[Object detection data]
>>>

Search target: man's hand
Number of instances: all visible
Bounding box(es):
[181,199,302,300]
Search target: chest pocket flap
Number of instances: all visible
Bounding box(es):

<<<

→ **Given instruction**
Output every row above verbatim, unchanged.

→ **Result below**
Search target: man's hand
Number of instances: all visible
Bounding box(es):
[181,199,302,300]
Search target: chest pocket flap
Number of instances: all visible
Bounding box(es):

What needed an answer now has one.